[Instructions for the task] Copy all the material that follows, keeping every character the same.

[Data excerpts]
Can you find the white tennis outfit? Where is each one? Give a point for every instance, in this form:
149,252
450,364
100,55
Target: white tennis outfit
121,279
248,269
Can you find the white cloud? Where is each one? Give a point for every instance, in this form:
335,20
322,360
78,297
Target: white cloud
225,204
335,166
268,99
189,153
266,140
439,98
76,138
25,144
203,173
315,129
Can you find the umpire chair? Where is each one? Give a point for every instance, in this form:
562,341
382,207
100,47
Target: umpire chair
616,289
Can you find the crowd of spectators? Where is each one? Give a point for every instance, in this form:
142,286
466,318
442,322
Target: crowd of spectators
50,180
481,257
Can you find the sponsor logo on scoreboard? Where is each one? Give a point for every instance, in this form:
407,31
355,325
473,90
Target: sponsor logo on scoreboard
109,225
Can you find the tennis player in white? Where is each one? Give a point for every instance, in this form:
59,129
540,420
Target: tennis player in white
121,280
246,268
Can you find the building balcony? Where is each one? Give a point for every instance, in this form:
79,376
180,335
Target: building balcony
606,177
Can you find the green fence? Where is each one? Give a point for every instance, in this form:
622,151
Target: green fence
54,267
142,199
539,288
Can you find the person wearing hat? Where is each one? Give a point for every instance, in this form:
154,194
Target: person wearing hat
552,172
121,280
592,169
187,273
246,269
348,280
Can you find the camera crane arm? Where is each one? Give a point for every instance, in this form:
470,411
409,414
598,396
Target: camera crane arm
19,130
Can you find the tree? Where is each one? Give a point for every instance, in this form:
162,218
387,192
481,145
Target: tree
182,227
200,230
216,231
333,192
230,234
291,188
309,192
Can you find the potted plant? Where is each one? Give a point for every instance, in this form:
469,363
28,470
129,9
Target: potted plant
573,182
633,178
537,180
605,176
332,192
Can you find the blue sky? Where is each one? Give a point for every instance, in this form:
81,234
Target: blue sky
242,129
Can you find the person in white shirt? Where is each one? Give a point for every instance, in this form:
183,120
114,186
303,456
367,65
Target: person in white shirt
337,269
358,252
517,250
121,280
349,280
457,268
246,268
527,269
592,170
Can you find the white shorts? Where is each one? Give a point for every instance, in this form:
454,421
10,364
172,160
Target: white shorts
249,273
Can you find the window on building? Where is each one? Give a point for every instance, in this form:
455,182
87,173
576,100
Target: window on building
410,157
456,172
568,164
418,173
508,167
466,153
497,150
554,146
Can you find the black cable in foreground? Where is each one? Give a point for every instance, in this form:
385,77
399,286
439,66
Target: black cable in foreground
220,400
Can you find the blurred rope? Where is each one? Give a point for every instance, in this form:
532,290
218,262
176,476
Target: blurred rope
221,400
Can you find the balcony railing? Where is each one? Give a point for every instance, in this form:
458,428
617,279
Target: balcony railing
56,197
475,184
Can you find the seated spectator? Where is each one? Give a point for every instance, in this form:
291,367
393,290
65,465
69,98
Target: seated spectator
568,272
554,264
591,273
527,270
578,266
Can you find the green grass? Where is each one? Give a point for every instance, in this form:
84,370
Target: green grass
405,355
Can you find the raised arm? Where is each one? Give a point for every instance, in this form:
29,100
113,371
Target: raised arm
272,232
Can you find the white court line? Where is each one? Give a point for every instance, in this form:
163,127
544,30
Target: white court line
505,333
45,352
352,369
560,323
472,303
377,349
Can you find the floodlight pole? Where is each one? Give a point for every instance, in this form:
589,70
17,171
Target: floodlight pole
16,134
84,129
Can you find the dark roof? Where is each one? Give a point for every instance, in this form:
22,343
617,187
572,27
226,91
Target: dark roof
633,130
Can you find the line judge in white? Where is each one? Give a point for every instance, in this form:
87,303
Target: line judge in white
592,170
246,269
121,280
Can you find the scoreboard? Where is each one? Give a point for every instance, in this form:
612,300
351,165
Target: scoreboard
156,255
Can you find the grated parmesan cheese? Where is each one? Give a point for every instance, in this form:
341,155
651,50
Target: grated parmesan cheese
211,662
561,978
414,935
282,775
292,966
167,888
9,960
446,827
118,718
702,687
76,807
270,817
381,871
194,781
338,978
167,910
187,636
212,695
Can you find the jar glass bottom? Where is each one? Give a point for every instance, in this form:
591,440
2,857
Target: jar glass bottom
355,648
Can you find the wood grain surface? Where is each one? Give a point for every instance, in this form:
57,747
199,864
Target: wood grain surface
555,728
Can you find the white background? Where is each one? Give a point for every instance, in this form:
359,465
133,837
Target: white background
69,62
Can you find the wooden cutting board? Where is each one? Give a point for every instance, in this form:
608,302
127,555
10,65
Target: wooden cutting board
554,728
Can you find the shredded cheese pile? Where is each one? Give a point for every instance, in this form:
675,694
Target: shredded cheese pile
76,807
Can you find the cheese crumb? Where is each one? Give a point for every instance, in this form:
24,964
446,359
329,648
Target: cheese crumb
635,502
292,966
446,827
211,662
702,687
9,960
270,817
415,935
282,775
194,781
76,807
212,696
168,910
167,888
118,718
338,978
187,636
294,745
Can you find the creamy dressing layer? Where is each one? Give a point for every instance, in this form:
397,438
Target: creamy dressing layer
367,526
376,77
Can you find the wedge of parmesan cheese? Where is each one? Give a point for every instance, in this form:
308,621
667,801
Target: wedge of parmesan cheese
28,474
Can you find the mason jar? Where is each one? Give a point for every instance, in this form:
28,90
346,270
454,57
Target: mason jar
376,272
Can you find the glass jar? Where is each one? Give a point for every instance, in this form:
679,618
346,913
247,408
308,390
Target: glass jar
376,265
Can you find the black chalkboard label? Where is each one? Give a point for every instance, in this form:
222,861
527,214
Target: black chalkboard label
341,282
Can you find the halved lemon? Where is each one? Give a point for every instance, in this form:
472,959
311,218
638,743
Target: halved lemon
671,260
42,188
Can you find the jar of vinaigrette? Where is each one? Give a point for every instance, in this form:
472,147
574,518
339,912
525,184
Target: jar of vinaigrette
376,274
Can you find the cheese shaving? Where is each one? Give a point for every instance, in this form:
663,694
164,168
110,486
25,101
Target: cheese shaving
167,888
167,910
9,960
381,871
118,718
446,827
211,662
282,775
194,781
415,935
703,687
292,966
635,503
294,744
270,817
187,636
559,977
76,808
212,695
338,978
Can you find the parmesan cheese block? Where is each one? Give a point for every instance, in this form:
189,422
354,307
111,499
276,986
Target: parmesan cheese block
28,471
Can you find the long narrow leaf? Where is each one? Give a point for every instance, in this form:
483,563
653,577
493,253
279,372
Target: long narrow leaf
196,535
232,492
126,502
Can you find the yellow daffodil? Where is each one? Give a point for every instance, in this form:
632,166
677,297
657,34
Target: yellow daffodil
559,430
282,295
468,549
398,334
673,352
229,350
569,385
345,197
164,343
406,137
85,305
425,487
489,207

[Reply to the exercise]
Can you find the white tennis outfit? Where is each one? Give a point for every instance, in this form:
149,252
450,364
100,55
Target: white tennis outfit
121,279
248,269
Can you find the white cloud? Where is each one? Give a point for every instance, in this form:
335,20
322,360
78,297
Target: white cloud
225,204
335,166
268,99
189,153
266,140
439,98
76,138
25,144
203,173
315,129
Can you find the umpire chair? Where is each one? Give a point for every instance, in this form:
562,341
382,207
100,47
Target: umpire chair
616,289
Can you find the crowd of spectators? Where is each one? Give a point for every instance, in this form:
142,286
466,318
442,322
Target: crowd of spectators
50,180
481,257
Can you find the sponsor logo on scoreboard? Where is each one? Give a point for every instance, in this form:
407,31
355,325
473,90
Target: sponsor logo on scoreboard
109,225
Can you find the tennis player in white? Where is each one? Give a point for every instance, in this form:
59,129
540,420
Target: tennis player in white
121,280
246,268
Can you find the building balcony? Where is each one? Give a point for every instance, in this form:
79,376
180,335
Target: building balcony
606,177
Can you find the green fence? Where is each one? Give a point for every instance, in this form:
622,151
Target: green fence
54,267
142,199
539,288
Can you find the person wearing hat? Where is each one? Give a point for every instance, in this form:
154,194
Target: person wearing hat
552,172
121,280
592,169
187,273
246,269
348,280
Can you find the camera crane arm? Where is each one? Give a point for every instance, in this form:
470,411
409,414
598,396
Target: camera crane arm
19,130
Can you find the tree? Where is each one? Give a point for every instance, in this form:
162,218
387,192
481,145
Target: tree
182,227
200,230
216,231
333,192
230,234
291,188
309,192
Can you find the potted plant? Where is each one? Give a point for every instance, in this form:
469,363
28,470
129,9
Target: potted plant
573,182
633,178
537,180
605,176
332,192
Can you find the blue sky? Where is each one? Give a point for every instance, in this form:
81,234
Target: blue sky
242,129
Can you find the person in white shirt? Where is each one? Give a point for every instance, in this form:
183,120
114,186
303,456
367,65
Target: person in white shirt
337,269
358,252
517,250
121,280
349,280
457,268
246,268
527,269
592,170
Can you find the white shorts? Where is each one? Give a point for every instance, in this form:
454,421
10,364
172,160
Target: white shorts
249,273
Can you find the window on building? Where is each one? Give a point for every instance, in this form:
455,182
87,173
576,100
Target: window on building
410,157
456,172
568,164
418,173
508,167
466,153
497,150
554,146
Can you find the black cable in foreground? Where is each one? Give a point for every instance, in this form:
385,77
399,286
439,66
Target: black cable in foreground
220,400
Can you find the blurred rope? Where is each one? Give a point for every instance, in this form:
532,290
218,262
176,476
Target: blurred rope
221,400
Can you find the balcony railing? Where is each one? Give a point for every instance, in this form:
458,428
617,279
Target: balcony railing
56,197
475,184
Can you find the seated spectator? Where is each one? Give a point for every instance, in this form:
291,367
393,290
65,465
69,98
Target: seated spectator
568,272
554,264
591,273
527,270
578,266
Can you find the green grass? Where is each one? Give a point for every instance, in this form:
84,370
Target: green grass
405,355
Can you find the raised arm? Where is each one? Give a point for every instance, in this form:
29,100
113,371
Target: raised arm
272,232
Can you find the white court line? Where is each one? Give a point for every instance, in this form:
163,127
544,30
Target: white court line
505,333
45,352
352,369
560,323
472,303
377,349
Can you find the floodlight pole? Where is each one? Give a point for every instance, in this form:
589,70
17,171
Target: floodlight pole
16,134
84,129
Can you find the dark roof? Where is each one? Give a point for every instance, in this form:
22,343
617,187
572,27
226,91
Target: dark roof
633,130
Can you find the line judge in white? Where is each one? Give a point for every instance, in this form:
87,303
Target: line judge in white
592,170
246,269
121,280
Can you find the scoreboard? Where is each one? Give a point for every instance, in this form:
612,300
351,165
Target: scoreboard
156,255
Can you find the grated parmesan cheese? Where is each one? Give a point for every instance, in this form:
341,155
651,50
Target: grated parmesan cheese
211,662
561,978
414,935
282,775
292,966
167,888
9,960
446,827
118,718
702,687
76,807
270,817
381,871
194,781
338,978
167,910
187,636
212,695
Can you find the jar glass bottom? Where is each one? Give a point for every instance, in this form:
591,440
2,857
Target: jar glass bottom
355,648
Can you find the wood grain surface? Where is each one? Give a point for every instance, in this form:
57,747
199,864
Target: wood grain surface
555,728
Can you find the white background? Where is each one? Give a point for every instance, in this form:
359,465
133,837
Target: white background
69,62
Can you find the wooden cutting board? Where is each one? Give a point for every instance, in this form:
608,302
127,555
10,65
Target: wooden cutting board
554,728
Can you find the shredded cheese pile? Where is each one? Give a point for every instance, in this form:
675,694
Target: shredded cheese pile
76,807
Can you find the cheese crumb? Where is each one? Give a point for every instance, in this form:
24,964
446,359
329,648
Target: cheese crumb
635,502
292,966
446,827
211,662
702,687
9,960
270,817
415,935
282,775
194,781
76,807
212,696
168,910
167,888
118,718
338,978
187,636
294,745
Can you find the creamy dressing layer? Where is each one? Give a point for every instance, in this form:
397,438
Target: creamy dressing layer
367,526
376,77
Can you find the wedge of parmesan cheese? Where is each one? Give a point for every instance, in this form:
308,621
667,801
Target: wedge of parmesan cheese
28,474
Can you find the mason jar? Where is each one? Give a point for every instance, in this form:
28,90
346,270
454,57
Target: mason jar
376,272
Can you find the glass jar? Where is each one? Give a point for every instance, in this form:
679,618
346,913
247,408
308,390
Target: glass jar
376,265
Can you find the black chalkboard label? Where is each one? Give a point for every instance, in this form:
222,861
527,214
Target: black chalkboard label
341,282
Can you find the halved lemon? Where is each one? Give a point for every instance, in this form:
472,959
311,218
638,743
Target: halved lemon
671,260
42,188
Can you find the jar of vinaigrette? Where is each one? Give a point for every instance, in this form:
472,147
574,518
339,912
525,184
Target: jar of vinaigrette
376,274
Can you find the cheese shaving? Where is each one? Give a point for every instance, in this form:
663,694
164,168
110,486
25,101
Target: cheese shaving
167,888
167,910
9,960
381,871
118,718
446,827
211,662
282,775
194,781
415,935
703,687
292,966
635,503
294,744
270,817
187,636
559,977
76,808
212,695
338,978
Can you find the parmesan cheese block? Where is each one? Give a point for every instance, in this form:
189,422
354,307
111,499
276,986
Target: parmesan cheese block
28,471
Can you find the long narrow leaf? Where is each one? Give a point for every instance, in this form:
483,563
653,577
493,253
279,372
Target: long narrow leaf
196,535
232,492
126,502
Can you find the yellow daffodil? Where is each one? Give a point for every instance, in this form:
632,166
677,297
657,34
Target: yellow daffodil
559,430
282,295
468,549
398,334
673,352
229,350
569,385
345,197
164,343
406,137
85,305
425,487
489,207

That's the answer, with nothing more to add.